### What to work on
Set down every record below exactly as it appears, but without the pictures.

[Referring expression data]
★ ★ ★ ★ ★

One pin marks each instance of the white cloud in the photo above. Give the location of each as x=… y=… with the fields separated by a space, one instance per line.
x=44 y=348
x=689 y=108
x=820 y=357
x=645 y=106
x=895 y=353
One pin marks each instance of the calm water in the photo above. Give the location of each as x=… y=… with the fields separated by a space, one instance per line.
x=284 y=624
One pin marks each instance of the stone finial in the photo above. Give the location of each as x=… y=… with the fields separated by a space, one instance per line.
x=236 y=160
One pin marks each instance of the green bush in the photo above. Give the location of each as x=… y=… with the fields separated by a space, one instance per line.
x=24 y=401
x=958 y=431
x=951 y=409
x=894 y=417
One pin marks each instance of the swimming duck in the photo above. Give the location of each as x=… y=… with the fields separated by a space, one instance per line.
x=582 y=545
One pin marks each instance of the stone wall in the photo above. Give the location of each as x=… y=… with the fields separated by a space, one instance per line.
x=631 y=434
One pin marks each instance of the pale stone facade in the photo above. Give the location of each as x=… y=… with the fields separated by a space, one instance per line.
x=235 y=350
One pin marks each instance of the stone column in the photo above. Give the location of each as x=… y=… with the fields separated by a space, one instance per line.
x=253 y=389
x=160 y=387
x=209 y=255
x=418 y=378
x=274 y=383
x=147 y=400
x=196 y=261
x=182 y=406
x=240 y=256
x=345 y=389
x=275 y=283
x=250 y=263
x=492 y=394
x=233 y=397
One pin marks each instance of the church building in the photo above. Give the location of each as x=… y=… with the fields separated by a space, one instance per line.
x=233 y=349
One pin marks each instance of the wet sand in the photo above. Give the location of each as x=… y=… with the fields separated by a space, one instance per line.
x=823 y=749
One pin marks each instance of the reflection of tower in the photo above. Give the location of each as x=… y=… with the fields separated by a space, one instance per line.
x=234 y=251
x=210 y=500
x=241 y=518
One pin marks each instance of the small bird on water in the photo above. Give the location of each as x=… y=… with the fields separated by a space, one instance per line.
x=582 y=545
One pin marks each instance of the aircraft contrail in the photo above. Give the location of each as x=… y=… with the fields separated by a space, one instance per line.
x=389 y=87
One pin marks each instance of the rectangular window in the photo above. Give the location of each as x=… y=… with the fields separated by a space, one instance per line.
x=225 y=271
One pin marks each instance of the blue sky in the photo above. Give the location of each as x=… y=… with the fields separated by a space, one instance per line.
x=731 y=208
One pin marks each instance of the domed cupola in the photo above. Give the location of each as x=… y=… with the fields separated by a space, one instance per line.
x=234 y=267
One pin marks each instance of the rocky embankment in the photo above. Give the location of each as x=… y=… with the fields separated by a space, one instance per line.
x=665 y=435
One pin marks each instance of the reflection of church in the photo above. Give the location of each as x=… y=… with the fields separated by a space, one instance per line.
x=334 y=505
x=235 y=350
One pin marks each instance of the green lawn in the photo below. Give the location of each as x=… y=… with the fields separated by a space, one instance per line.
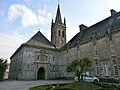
x=76 y=86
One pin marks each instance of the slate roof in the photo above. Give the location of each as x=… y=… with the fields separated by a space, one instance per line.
x=58 y=18
x=40 y=40
x=98 y=28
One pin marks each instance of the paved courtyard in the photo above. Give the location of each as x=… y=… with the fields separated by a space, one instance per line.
x=25 y=85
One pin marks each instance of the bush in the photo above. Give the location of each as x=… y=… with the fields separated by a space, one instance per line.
x=64 y=89
x=109 y=80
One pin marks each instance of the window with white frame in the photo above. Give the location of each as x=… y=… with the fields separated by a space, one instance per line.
x=95 y=49
x=97 y=68
x=105 y=69
x=112 y=49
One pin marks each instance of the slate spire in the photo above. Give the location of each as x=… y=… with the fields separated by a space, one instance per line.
x=58 y=18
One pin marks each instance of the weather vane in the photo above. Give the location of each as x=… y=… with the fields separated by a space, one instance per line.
x=58 y=1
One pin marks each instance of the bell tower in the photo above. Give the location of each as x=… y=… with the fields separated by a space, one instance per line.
x=58 y=30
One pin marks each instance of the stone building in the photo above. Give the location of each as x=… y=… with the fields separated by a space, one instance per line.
x=39 y=58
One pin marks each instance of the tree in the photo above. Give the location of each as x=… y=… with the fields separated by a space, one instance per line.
x=3 y=65
x=78 y=67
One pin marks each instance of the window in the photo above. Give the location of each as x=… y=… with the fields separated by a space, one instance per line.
x=28 y=66
x=111 y=47
x=95 y=50
x=62 y=33
x=46 y=57
x=29 y=55
x=105 y=68
x=97 y=68
x=38 y=57
x=59 y=33
x=115 y=68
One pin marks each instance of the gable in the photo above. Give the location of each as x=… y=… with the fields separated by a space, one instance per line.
x=40 y=40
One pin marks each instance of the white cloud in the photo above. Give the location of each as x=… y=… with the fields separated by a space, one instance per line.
x=114 y=4
x=71 y=30
x=10 y=43
x=27 y=16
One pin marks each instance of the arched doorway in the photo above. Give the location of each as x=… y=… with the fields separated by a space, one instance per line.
x=41 y=74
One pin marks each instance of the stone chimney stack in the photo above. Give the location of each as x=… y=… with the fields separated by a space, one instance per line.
x=113 y=12
x=82 y=27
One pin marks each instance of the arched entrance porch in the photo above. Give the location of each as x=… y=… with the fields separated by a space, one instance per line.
x=41 y=74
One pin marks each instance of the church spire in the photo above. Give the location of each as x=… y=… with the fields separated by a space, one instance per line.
x=58 y=16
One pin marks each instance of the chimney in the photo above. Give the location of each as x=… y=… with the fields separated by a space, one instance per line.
x=82 y=27
x=113 y=12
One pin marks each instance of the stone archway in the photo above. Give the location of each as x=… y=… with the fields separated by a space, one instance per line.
x=41 y=74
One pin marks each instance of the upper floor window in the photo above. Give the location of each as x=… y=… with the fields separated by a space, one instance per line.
x=112 y=49
x=59 y=33
x=105 y=68
x=38 y=57
x=115 y=67
x=62 y=33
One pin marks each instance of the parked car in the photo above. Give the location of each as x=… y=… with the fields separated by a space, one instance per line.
x=88 y=78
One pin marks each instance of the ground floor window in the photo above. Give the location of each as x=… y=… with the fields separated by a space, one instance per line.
x=115 y=70
x=105 y=69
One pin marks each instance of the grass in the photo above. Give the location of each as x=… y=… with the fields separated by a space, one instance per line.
x=77 y=86
x=72 y=86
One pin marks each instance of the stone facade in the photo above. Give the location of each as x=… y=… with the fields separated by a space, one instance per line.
x=40 y=59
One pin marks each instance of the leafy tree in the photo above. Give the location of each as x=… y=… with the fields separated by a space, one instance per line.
x=78 y=67
x=3 y=65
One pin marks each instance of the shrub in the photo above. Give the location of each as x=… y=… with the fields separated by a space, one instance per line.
x=63 y=89
x=109 y=80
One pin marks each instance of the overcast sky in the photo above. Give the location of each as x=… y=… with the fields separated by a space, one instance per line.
x=21 y=19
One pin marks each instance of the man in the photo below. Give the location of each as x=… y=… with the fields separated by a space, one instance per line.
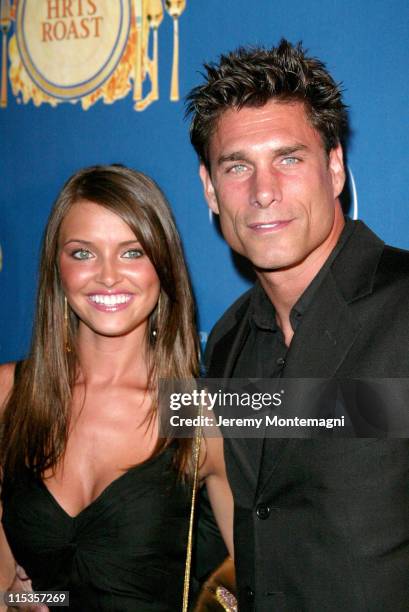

★ ★ ★ ★ ★

### Response box
One pin marks each instance of the white cloud in the photo above. Give the location of each as x=… y=… with the fields separated by a space, one instance per line.
x=44 y=348
x=689 y=108
x=820 y=357
x=645 y=106
x=895 y=353
One pin marks each instance of the calm water in the photo above. Give the location of each as x=… y=… with the fields separated by a space, one instance per line.
x=284 y=624
One pin marks each instance of the stone finial in the photo above. Give the location of each as x=… y=… with the fields separated by a space, one instance per line.
x=236 y=160
One pin marks each instance of the green bush in the photo above. Give the location of each as x=… y=… with the fields separated by a space, one instance per line.
x=24 y=401
x=958 y=431
x=951 y=409
x=894 y=417
One pin marks each instance of the swimming duck in the photo above. Give the location of each as x=… y=… with the fields separated by a space, one instance per line.
x=582 y=545
One pin marks each instance of the stone wall in the photo above. Give the location of each as x=… y=… with the fields separated by a space, one instance per line.
x=631 y=434
One pin marks each instance of the pale stone facade in the photo above. Give the location of each as x=… y=… with the fields separated by a space, one instance per line.
x=235 y=350
One pin marks each instance of the stone column in the photo above. Give the location of each as x=… y=… with the fields separated by a space, one instance per line.
x=253 y=389
x=160 y=387
x=209 y=255
x=418 y=378
x=274 y=383
x=147 y=400
x=196 y=261
x=182 y=406
x=240 y=256
x=345 y=389
x=275 y=283
x=250 y=263
x=492 y=394
x=233 y=397
One pin marks each instance of the church building in the photo above. Give the location of each as x=… y=… with the fields separated by a space, one instance per line.
x=233 y=349
One pin marks each instance of the wet sand in the photo above. Give the location of each as x=… y=… with the fields separated by a space, one instance per line.
x=823 y=749
One pin marks each instance of the reflection of tower in the photo above. Give the location of each as x=… y=… with the fields separated by a space, one instance per line.
x=234 y=251
x=210 y=500
x=241 y=518
One pin marks each instance of the small bird on water in the photo above. Give the location of each as x=… y=… with the fields separated by a space, one instance per line.
x=582 y=545
One pin marks each instance of the aircraft contrail in the photo above. Give the location of each as x=… y=… with the fields separated by a space, one instance per line.
x=389 y=87
One pin marks each instance of the rectangular window in the photo above. Give the location of each as x=… y=… with the fields separated by a space, one instance per line.
x=225 y=271
One pin marks each instance of the blue sky in the photo above. Give the location of each as x=… y=… with the fields separated by a space, one instance per line.
x=731 y=208
One pin marks each instance of the domed cupola in the photo above. Give the location of each as x=… y=… with the fields separated by a space, one instance per line.
x=234 y=267
One pin marks each instance of the rocky embankment in the photo above. Give the location of each as x=… y=… with the fields separated by a space, one instance per line.
x=665 y=435
One pin marks each instance of the reflection of church in the photo above. Give the location of each as x=… y=… with the fields separated by a space, one instance per line.
x=334 y=505
x=235 y=350
One pin marks each instance of the green lawn in the photo below. Give the location of each as x=… y=… with the fields separated by a space, one instance per line.
x=76 y=86
One pin marks each instance of the slate roof in the photo above. Give the location of each as x=… y=… with the fields separated by a space, one instance per line.
x=58 y=18
x=40 y=40
x=98 y=28
One pin marks each instance of the paved courtyard in the photo above. Give the location of each as x=… y=… with the fields separated by a space, one instance per line.
x=25 y=85
One pin marks each instance of the bush in the photo above. Give the location of each as x=… y=… with the fields separated by a space, one instance per line.
x=64 y=89
x=109 y=80
One pin marks each instance of the window with white frame in the photo above. Give the location of each as x=… y=… with the fields separated by a space, one instance per line.
x=95 y=49
x=97 y=68
x=105 y=69
x=112 y=49
One pin marks each instance of the slate spire in the photo above. Give the location of each as x=… y=… with the fields separated by a space, one instance per line.
x=58 y=18
One pin marks each instance of the weather vane in the photo above. Give the location of each as x=… y=… with the fields separated by a space, one instance per line.
x=58 y=1
One pin marks each instance of the bell tower in the photo above. Give the location of each as x=… y=… with the fields separated by a space, one instance per line.
x=58 y=30
One pin marks each instance of the stone building in the photo above. Give the location of each as x=… y=… with the fields separated by a space, one instance per line.
x=39 y=58
One pin marks each instance of the tree in the photo above. Give the location of each as x=… y=… with the fields separated by a space, one instance per line.
x=3 y=65
x=78 y=67
One pin marks each instance of the window in the photo above. Give the location of each as x=… y=… with the fields separated by a space, one instance per line.
x=28 y=66
x=111 y=47
x=95 y=50
x=62 y=33
x=46 y=57
x=29 y=55
x=105 y=68
x=97 y=68
x=38 y=57
x=59 y=33
x=115 y=68
One pin marks each instance of the gable in the photo above. Give the location of each as x=… y=… with the fields separated by a space, one instance per line.
x=40 y=40
One pin marks each instance of the white cloud in the photo above. Give the location of each as x=… y=… with the fields separated by a space, one instance per line.
x=114 y=4
x=71 y=30
x=10 y=43
x=27 y=16
One pin marks each instance of the arched doorway in the photo above. Give the location of each as x=… y=… with the fields separated by a space, one instance per line.
x=41 y=74
One pin marks each instance of the stone chimney stack in the photo above. Give the location of each as x=… y=… with the fields separated by a space, one instance per line.
x=113 y=12
x=82 y=27
One pin marks each instance of the arched entrance porch in the photo above. Give the location of each as x=… y=… with the fields separated by a space, one instance per line.
x=41 y=74
One pin marks each instance of the church spire in the photo above. Give the location of each as x=… y=… with the fields separated by a space, one instance per line.
x=58 y=16
One pin marks each instance of the chimney in the photo above. Give the location of each as x=… y=… with the fields separated by a space, one instance per line.
x=82 y=27
x=113 y=12
One pin marks each instance of the stone archway in the photo above. Give the location of each as x=… y=… with the fields separated by a space, one instance per line.
x=41 y=74
One pin marks each instance of the upper floor window in the photo above. Give the location of each as x=… y=… with the fields separated by a space, one instance per line.
x=112 y=49
x=59 y=33
x=105 y=68
x=38 y=57
x=115 y=67
x=62 y=33
One pin marks each instance of the parked car in the photo above. Give the location of each as x=… y=… with the fields separated by a space, one instance per line.
x=88 y=78
One pin marks each instance of the ground floor window in the photo above. Give the location of each as x=… y=… with the fields separated by a space, one instance per line.
x=115 y=70
x=105 y=69
One pin marks each instance of the grass in the photo above. Give the location of each as x=… y=… with the fields separated by a space, one instance per line.
x=77 y=86
x=72 y=86
One pin marks each instance of the stone facade in the photo above. Give the location of each as x=… y=… with the fields separated by a space, one instance per line.
x=40 y=59
One pin marks each instance of the leafy tree in the photo above. Give the location of each as x=… y=… with the fields separated by a space, one instance per line.
x=78 y=67
x=3 y=65
One pin marks each instance of the shrub in the photo above. Give the location of each as x=… y=… with the fields separated by a space, one instance per line.
x=63 y=89
x=109 y=80
One pin marks each instance of the overcast sky in the photo above. Give the location of each as x=… y=… with the fields separated by a space, one instance per line.
x=21 y=19
One pin marks each instance of the man in the photo below. Give the location of each as x=… y=… with the fields separated by a space, one instance per line.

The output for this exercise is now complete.